Overview: This study tested the safety and efficacy of using a Cat5 distal access catheter with an SFD to treat patients with intracranial aneurysms.
Conclusion: The study found that the technical success rate was 91.7% with no permanent procedure-related morbidity or mortality.
Objective: We present the preliminary angiographic and clinical results of the combined utilization of an AXS Catalyst 5 (Cat5) distal access catheter and a Surpass flow diverter (SFD) for the endovascular treatment of intracranial aneurysms.
Methods: Interventional neuroradiology case records were evaluated retrospectively to identify patients treated with an SFD in combination with Cat5. Demographic data, technical success, location of the catheter tip, aneurysm occlusion rate, and procedure-related morbidity and mortality were noted.

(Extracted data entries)

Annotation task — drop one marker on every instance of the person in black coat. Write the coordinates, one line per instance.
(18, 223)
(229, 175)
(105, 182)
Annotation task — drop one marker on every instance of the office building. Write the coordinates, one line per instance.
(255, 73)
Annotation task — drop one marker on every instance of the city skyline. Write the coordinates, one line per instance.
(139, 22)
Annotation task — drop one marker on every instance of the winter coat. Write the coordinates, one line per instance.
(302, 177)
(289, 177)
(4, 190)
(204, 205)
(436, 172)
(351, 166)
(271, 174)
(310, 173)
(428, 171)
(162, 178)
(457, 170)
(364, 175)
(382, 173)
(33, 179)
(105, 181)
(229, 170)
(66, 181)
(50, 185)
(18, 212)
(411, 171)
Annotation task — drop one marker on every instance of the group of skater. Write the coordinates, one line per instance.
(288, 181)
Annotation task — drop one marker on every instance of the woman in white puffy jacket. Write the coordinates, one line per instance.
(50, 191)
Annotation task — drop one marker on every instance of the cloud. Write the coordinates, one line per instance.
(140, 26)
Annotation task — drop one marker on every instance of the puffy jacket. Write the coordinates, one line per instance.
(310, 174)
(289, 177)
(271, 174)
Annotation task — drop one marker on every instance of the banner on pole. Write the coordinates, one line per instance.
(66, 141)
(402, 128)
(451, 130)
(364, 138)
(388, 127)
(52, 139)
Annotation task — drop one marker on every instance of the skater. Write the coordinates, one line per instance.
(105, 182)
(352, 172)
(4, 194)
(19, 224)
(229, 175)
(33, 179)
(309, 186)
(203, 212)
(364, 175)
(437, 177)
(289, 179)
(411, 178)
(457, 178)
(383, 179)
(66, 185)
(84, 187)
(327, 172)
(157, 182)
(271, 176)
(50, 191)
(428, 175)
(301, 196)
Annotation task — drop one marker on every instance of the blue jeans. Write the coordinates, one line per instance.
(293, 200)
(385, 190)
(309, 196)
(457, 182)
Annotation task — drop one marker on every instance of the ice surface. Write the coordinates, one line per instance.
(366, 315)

What you have to do: Retype the study summary from "Conclusion: The study" to "mortality were noted.", changing nothing. Rely only on the study summary, not the entries, for what follows.

Written answer:
Conclusion: The study found that the technical success rate was 91.7% with no permanent procedure-related morbidity or mortality.
Objective: We present the preliminary angiographic and clinical results of the combined utilization of an AXS Catalyst 5 (Cat5) distal access catheter and a Surpass flow diverter (SFD) for the endovascular treatment of intracranial aneurysms.
Methods: Interventional neuroradiology case records were evaluated retrospectively to identify patients treated with an SFD in combination with Cat5. Demographic data, technical success, location of the catheter tip, aneurysm occlusion rate, and procedure-related morbidity and mortality were noted.